SELECTED EXTRACT
Adam Rapp, May 2009.  Fourteen-year-old runaway Jamie, also known as Punkzilla, is on a trip across America, hoping to reach Memphis and his older brother P before P dies of cancer.  P is gay, living with his long-term boyfriend, and Jamie’s total acceptance of this is key to his comfort with some of the characters he meets en route.

The cast is large, as Jamie is assisted by a long line of people: the elderly couple who give him a ride in the back of their car, the man starting up a photography studio who gives him $100 for an afternoon of modeling, the little boy obsessed with virtual realities, the trucker who plays horseshoes with him and buys him a hamburger. The book is told in a series of letters, mostly addressed to P; it’s unclear how many of these are actually mailed.  The content of the letters describes Jamie’s life on the road, including detailed interactions with the people he meets on the Greyhound and while hitchhiking, but also delves into his fears and shames (not having any pubic hair and unwillingly passing as a girl are two of the big ones).

Rapp’s prior novel, 33 Snowfish, is the despairing tale of three kids fucked up beyond any hope.  Punkzilla is refreshing: it takes a kid with a bleak outlook and shows him that most grown-ups are decent after all.  Rapp resists the obvious trap of portraying Jamie’s road buddies as a string of rapists and exploiters, and instead makes them real people who want to help a lost teenage kid. He also avoids an unrealistically heartwarming tale; one dude does just want sex, and Jamie is beaten and robbed in a fast-food bathroom at one point.

By the end of the book, I was desperate to find out whether Jamie makes it to Memphis in time, turning the pages too fast and then making myself go back to see what I’d missed before I reached the end.  One of the best books I’ve read this year. Stupid title, though.

This entry was posted in 2009, Adam Rapp, best ever!, black, epistolary, gay male, latina/o, problem novel, prostitution, queer adult, realistic, secondary queer character, trans. Bookmark the permalink.

One Response to Punkzilla

  1. Jamie says:

    I loved this book for the exact same reasons that you mentioned. Those who should have been helpful, were often less so, and the characters who samed unsavory were actually the most helpful of all.

    I recently read some Douglas Coupland books from the 90’s about Portland, that felt like they were pulled from the same setting, which makes me believe he’s got it!

    I’ve found Rapp’s previous books waaaaaaaaaay too bleak, but this one seemed spot on perfect about kids like this, some of whom I knew myself in the 90s.

    Though things could certainly have changed.

ASSIGNED TASK A
List every person the review gives as an example of someone who assists Jamie on his trip.
ASSIGNED TASK B
According to the review, to whom are most of the letters in the book addressed?

GIVEN INFORMATION
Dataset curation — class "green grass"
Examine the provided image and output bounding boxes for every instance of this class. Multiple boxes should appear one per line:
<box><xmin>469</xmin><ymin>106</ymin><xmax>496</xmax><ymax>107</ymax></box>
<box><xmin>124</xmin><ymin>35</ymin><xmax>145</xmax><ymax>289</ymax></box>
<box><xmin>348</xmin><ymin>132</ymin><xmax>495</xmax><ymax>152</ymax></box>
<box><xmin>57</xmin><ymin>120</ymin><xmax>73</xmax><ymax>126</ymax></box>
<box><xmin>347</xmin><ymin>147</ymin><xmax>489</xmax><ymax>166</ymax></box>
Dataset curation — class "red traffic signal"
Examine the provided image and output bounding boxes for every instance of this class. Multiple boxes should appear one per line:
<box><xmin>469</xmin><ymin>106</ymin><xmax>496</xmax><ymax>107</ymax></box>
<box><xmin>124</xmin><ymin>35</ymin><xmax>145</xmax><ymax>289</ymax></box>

TASK RESPONSE A
- The elderly couple who give him a ride in the back of their car
- The man starting up a photography studio who gives him $100 for an afternoon of modeling
- The little boy obsessed with virtual realities
- The trucker who plays horseshoes with him and buys him a hamburger

TASK RESPONSE B
Most of the letters are addressed to P, Jamie's older brother.